=== Records shown ===
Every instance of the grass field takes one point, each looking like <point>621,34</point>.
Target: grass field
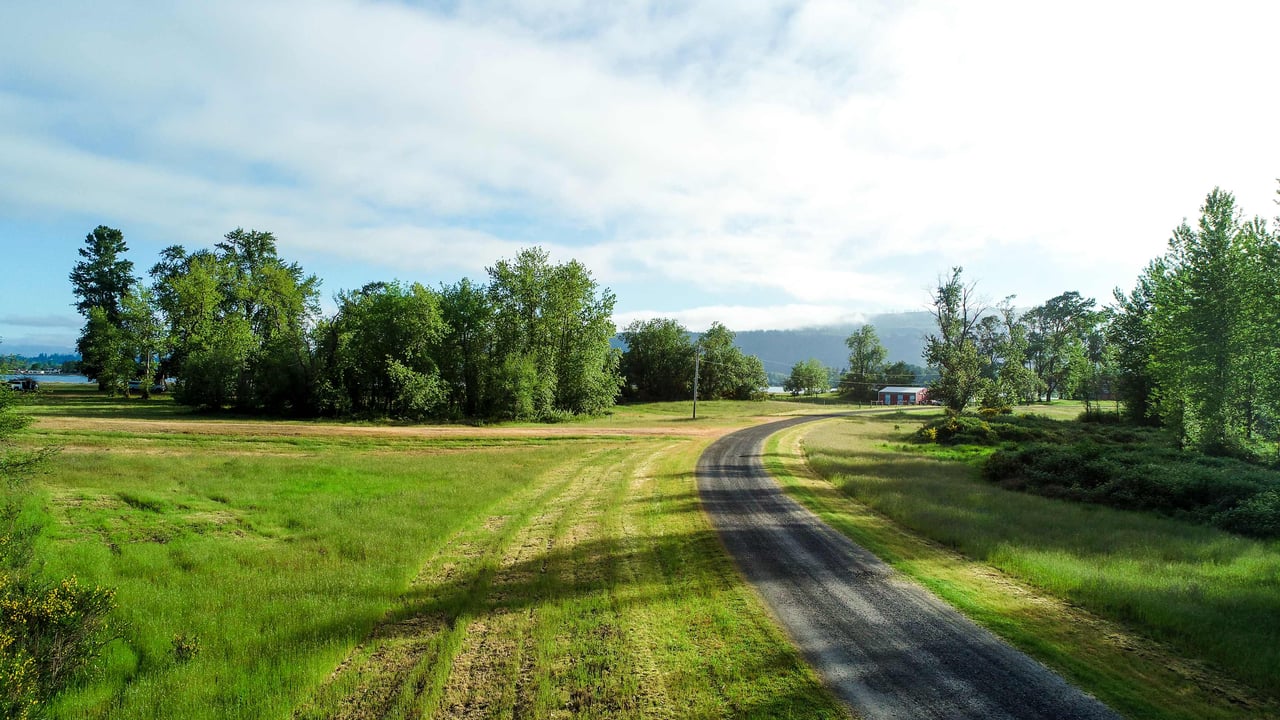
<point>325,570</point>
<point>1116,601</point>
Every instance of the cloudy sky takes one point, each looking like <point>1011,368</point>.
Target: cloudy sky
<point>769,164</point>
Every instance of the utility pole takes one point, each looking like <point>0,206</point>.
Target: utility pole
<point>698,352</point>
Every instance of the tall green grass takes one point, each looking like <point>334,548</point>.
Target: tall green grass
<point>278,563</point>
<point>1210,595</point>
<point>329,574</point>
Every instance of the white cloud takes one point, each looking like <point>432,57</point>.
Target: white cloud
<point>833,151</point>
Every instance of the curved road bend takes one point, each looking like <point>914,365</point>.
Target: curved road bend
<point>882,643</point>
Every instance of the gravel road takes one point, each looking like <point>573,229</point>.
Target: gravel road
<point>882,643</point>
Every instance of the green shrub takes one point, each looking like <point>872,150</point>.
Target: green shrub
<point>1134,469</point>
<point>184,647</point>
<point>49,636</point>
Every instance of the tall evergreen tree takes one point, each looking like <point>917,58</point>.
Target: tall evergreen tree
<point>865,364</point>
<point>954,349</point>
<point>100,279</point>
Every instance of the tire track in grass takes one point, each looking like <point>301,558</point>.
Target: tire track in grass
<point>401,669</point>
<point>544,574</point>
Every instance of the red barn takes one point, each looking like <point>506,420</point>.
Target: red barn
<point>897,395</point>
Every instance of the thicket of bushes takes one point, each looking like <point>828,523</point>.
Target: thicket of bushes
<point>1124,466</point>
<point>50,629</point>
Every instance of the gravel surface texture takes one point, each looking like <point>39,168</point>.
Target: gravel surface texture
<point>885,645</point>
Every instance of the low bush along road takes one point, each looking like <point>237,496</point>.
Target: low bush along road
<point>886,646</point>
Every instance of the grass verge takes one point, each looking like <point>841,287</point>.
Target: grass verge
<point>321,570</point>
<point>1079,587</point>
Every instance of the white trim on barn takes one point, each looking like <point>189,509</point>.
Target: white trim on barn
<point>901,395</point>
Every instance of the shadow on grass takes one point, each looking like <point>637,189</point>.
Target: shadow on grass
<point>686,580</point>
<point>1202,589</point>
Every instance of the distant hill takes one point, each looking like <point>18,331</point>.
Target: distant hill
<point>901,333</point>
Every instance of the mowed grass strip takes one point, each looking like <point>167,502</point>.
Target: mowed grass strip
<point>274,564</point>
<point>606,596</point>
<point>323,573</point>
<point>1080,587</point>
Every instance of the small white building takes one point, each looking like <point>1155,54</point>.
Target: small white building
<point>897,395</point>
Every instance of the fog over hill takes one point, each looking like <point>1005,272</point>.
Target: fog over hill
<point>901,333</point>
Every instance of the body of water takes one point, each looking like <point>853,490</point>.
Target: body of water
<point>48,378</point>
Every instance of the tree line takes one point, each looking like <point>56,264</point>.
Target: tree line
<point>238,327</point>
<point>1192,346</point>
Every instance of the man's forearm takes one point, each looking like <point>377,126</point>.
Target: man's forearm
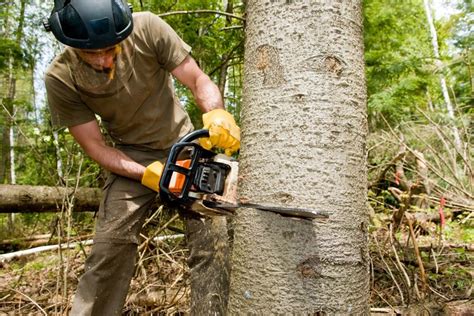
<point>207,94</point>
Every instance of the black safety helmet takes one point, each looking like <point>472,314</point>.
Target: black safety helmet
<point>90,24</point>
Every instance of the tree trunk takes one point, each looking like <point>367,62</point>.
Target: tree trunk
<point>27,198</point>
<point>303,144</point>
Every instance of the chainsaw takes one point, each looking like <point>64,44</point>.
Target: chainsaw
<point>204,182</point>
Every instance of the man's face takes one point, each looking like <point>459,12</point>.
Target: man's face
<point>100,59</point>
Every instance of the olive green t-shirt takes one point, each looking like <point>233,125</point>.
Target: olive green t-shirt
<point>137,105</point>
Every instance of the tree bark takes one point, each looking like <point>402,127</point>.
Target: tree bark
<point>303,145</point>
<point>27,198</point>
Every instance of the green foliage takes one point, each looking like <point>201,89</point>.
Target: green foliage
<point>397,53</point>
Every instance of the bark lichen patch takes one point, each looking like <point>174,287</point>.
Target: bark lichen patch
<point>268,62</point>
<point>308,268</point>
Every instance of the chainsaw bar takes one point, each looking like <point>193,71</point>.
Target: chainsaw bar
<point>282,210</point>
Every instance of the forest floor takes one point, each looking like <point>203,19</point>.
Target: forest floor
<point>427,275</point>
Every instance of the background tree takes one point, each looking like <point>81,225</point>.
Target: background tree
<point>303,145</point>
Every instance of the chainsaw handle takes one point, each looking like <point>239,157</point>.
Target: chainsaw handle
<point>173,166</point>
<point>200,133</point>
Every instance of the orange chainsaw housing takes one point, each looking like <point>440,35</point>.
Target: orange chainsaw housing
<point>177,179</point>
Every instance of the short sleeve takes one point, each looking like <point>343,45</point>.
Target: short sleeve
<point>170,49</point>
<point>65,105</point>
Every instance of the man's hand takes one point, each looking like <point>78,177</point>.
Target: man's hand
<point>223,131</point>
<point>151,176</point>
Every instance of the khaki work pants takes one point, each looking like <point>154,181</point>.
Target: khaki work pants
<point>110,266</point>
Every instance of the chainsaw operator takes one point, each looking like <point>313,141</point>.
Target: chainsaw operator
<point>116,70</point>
* * *
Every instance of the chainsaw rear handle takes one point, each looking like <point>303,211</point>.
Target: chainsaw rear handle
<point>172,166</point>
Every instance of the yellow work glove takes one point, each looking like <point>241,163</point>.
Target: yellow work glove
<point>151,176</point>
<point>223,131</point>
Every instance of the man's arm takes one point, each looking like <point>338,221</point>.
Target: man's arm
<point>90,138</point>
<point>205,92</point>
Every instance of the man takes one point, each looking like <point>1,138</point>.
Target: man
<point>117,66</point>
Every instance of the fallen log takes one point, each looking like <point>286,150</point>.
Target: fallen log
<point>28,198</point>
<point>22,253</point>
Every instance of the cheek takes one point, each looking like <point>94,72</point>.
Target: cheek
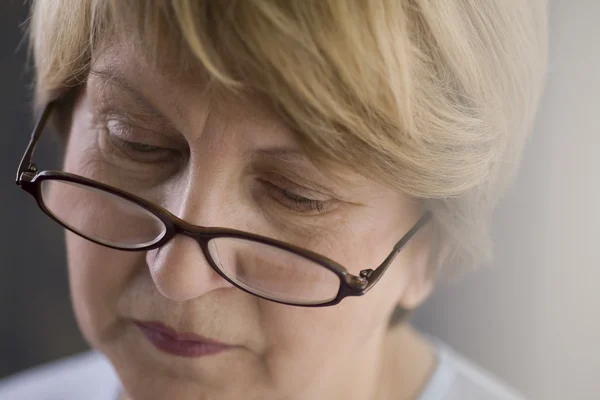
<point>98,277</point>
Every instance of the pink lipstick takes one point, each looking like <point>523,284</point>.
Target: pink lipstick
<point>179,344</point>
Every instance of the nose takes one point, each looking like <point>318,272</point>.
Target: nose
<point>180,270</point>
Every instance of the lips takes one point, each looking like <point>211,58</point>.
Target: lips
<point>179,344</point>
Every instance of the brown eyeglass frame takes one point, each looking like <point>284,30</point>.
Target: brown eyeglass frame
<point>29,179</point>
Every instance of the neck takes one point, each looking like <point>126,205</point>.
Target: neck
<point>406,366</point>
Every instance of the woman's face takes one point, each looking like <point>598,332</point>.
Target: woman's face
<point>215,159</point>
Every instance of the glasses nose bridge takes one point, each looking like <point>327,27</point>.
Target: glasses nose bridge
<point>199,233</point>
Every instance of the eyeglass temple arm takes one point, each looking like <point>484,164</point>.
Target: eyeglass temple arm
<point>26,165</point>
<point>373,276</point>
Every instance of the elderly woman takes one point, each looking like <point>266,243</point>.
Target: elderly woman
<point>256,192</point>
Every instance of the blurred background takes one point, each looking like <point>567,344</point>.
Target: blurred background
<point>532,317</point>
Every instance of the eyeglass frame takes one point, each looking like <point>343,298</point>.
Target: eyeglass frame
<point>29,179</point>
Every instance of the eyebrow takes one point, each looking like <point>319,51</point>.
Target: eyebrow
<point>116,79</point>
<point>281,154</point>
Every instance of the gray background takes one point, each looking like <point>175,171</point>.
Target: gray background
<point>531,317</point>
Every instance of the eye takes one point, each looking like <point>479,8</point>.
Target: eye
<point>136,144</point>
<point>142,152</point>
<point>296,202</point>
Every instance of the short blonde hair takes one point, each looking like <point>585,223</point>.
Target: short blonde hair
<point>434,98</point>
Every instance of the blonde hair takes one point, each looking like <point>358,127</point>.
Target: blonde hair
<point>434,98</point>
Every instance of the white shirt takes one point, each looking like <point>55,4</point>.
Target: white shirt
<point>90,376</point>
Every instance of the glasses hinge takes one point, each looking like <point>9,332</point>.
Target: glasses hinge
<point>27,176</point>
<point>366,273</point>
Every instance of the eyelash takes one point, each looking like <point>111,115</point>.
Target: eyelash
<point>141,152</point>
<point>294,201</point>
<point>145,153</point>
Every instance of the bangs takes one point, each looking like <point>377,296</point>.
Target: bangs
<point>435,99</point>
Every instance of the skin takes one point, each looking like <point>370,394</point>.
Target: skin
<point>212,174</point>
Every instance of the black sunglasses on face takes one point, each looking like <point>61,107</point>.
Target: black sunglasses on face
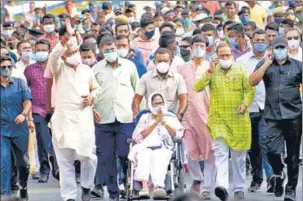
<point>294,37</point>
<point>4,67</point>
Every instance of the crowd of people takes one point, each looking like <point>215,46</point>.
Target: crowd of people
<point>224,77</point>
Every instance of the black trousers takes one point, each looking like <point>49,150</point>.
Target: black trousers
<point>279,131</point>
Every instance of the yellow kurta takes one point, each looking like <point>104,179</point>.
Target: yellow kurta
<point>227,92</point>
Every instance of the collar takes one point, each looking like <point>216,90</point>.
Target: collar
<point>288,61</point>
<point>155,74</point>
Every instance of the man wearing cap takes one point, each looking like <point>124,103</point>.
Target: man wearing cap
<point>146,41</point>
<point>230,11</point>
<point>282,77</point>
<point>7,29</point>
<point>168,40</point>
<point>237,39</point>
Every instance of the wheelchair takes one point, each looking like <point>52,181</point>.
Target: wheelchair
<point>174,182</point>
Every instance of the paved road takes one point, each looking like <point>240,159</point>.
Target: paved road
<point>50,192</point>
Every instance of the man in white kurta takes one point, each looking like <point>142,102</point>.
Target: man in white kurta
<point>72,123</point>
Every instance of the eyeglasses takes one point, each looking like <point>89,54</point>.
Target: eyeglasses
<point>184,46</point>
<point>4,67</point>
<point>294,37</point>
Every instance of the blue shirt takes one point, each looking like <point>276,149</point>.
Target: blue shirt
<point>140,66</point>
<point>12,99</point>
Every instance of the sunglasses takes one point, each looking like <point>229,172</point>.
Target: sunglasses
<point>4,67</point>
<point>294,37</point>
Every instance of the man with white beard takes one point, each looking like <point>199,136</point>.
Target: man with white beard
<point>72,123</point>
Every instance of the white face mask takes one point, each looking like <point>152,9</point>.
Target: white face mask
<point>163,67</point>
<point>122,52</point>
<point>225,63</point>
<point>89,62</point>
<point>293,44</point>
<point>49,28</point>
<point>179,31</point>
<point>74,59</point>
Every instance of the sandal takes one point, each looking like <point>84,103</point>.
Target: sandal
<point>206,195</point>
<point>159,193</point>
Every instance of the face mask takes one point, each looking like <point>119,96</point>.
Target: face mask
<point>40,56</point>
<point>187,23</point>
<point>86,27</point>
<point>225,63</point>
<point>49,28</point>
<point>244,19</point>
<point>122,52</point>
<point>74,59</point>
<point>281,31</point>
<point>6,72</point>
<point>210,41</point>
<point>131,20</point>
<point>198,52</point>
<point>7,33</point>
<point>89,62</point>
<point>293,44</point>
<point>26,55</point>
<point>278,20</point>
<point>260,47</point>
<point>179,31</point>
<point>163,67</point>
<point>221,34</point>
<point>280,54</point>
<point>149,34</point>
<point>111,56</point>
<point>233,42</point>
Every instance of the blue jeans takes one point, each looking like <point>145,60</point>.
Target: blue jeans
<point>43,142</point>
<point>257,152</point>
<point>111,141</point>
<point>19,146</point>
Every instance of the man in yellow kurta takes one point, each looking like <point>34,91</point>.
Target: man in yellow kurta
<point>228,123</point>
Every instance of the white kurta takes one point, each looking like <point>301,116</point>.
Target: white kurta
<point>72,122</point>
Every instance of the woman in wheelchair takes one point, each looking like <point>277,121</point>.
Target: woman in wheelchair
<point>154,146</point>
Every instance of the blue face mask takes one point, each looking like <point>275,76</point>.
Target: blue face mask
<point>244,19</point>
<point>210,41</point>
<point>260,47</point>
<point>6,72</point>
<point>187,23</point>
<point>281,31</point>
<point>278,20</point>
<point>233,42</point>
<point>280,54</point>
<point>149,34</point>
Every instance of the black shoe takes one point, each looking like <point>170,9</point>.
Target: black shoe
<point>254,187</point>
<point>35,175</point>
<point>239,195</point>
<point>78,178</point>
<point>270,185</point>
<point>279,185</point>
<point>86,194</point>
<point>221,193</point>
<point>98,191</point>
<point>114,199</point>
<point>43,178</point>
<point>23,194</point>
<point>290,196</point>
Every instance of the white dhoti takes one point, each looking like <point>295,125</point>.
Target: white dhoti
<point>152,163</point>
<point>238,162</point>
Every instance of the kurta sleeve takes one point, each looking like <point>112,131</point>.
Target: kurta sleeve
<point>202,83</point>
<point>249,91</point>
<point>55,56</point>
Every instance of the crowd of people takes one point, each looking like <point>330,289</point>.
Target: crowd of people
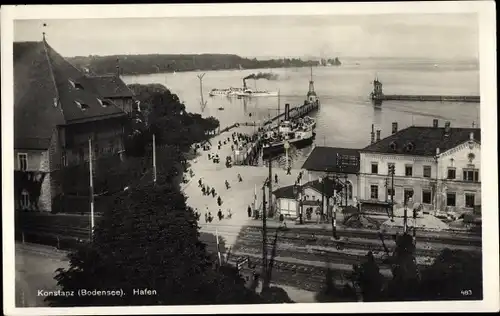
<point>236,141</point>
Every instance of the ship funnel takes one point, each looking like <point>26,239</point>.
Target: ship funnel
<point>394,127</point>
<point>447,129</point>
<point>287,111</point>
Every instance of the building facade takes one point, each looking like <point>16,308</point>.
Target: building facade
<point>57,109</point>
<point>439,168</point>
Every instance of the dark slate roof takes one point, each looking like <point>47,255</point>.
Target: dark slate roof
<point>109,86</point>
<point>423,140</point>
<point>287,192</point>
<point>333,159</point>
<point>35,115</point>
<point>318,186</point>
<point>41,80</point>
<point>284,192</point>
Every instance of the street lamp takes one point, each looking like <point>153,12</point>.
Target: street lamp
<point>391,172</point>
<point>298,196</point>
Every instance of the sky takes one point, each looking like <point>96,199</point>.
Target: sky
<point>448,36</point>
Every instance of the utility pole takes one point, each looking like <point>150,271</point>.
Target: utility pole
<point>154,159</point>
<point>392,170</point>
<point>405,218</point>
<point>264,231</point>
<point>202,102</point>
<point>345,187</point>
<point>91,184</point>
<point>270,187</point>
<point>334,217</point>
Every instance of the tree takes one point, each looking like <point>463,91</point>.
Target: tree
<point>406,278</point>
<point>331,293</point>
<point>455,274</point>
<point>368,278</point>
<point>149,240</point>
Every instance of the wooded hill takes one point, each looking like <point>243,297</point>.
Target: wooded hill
* * *
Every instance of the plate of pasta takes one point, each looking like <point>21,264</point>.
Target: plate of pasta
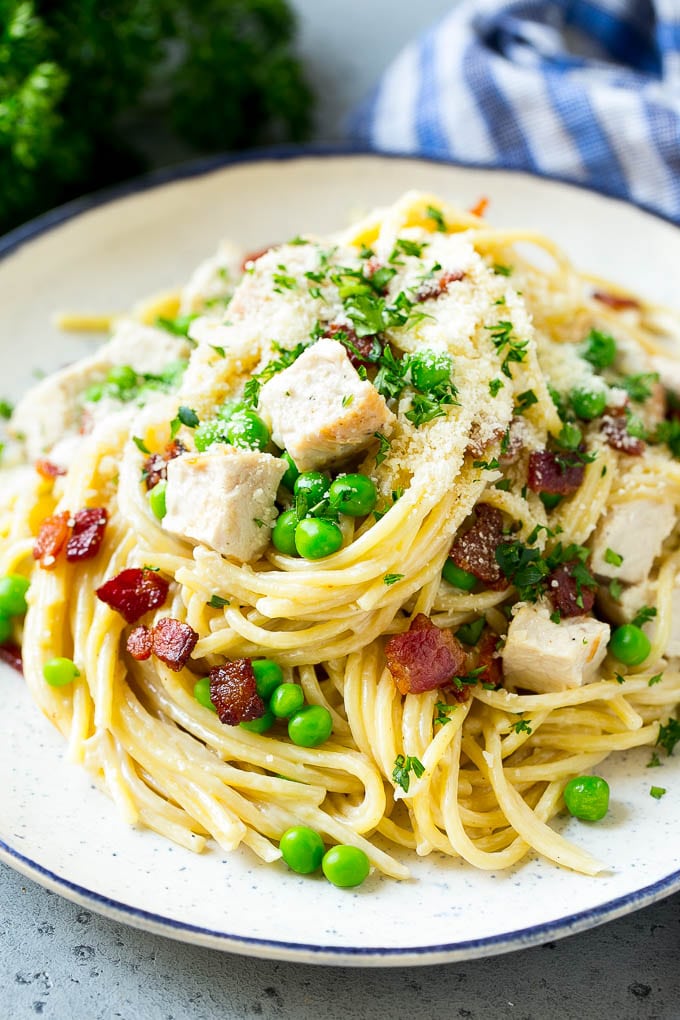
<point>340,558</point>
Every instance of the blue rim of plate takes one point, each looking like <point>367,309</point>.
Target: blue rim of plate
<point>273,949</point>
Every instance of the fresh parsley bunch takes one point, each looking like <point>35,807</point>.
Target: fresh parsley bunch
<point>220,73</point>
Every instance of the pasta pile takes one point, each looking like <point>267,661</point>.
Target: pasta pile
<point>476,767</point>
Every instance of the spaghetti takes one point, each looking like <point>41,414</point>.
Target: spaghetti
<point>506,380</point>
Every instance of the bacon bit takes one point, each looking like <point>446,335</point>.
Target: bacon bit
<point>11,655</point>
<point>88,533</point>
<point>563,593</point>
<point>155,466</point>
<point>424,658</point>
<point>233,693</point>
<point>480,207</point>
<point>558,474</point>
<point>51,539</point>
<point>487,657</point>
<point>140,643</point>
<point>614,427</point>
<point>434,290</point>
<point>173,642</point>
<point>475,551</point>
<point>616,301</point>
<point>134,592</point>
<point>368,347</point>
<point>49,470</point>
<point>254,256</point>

=== Goal ===
Arrange the records from the line containing "Every instance of the white dhoti" to the line containing "<point>287,111</point>", both included, as a two-column CSV headed label_text and answer. Give one row per record, put each field in quotation marks with line breaks replaced by spaces, and leave the pictures out.

=== Correct response ===
label_text,answer
"Every instance of the white dhoti takes one point, each looking like <point>295,125</point>. Target: white dhoti","<point>152,163</point> <point>238,162</point>"
"Every instance of the kurta sleeve takes one point, each looking like <point>112,131</point>. Target: kurta sleeve","<point>202,83</point> <point>249,91</point> <point>55,56</point>"
"Every instance of the crowd of people takes one point, each looking like <point>330,289</point>. Target: crowd of people","<point>236,141</point>"
"Every instance of the ship funnel takes one point, each looking like <point>26,239</point>. Target: ship funnel","<point>394,127</point> <point>447,129</point> <point>287,111</point>"